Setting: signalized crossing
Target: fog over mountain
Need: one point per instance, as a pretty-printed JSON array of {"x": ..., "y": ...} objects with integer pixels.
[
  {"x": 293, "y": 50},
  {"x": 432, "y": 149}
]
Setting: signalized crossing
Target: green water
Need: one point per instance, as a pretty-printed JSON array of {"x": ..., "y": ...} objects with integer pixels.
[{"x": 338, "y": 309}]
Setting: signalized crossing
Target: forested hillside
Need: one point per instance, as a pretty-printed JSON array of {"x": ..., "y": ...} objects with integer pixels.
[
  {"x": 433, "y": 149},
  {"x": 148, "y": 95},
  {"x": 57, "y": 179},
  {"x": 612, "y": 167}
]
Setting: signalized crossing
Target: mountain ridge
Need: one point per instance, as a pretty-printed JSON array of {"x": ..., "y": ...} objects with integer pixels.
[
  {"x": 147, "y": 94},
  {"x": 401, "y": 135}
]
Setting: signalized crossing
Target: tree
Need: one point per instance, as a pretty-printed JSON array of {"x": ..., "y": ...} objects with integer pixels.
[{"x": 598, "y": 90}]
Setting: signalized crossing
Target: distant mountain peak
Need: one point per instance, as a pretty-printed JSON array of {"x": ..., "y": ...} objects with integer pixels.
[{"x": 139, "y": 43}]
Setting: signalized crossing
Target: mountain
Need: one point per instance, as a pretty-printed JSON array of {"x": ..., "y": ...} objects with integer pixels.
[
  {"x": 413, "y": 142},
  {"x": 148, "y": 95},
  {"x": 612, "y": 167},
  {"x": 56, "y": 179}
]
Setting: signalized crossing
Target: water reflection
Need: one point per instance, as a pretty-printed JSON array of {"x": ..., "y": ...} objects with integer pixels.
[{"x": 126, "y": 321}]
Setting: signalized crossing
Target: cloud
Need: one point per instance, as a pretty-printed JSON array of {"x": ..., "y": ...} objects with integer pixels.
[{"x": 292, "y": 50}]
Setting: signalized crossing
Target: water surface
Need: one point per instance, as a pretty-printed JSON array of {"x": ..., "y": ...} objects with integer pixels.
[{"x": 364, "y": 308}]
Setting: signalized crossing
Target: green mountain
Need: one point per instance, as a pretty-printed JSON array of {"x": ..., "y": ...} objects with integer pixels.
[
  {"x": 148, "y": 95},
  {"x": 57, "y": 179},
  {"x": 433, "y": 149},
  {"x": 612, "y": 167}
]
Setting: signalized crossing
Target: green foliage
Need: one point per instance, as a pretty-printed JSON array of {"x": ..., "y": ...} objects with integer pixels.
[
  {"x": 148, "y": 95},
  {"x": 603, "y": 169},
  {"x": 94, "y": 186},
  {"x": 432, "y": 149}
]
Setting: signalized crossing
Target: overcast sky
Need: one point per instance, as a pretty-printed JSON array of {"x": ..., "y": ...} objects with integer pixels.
※ ※ ※
Return every line of the records that contains the word "mountain".

Target: fog over mountain
Target: mountain ridge
Target: distant mountain peak
Target: mountain
Target: green mountain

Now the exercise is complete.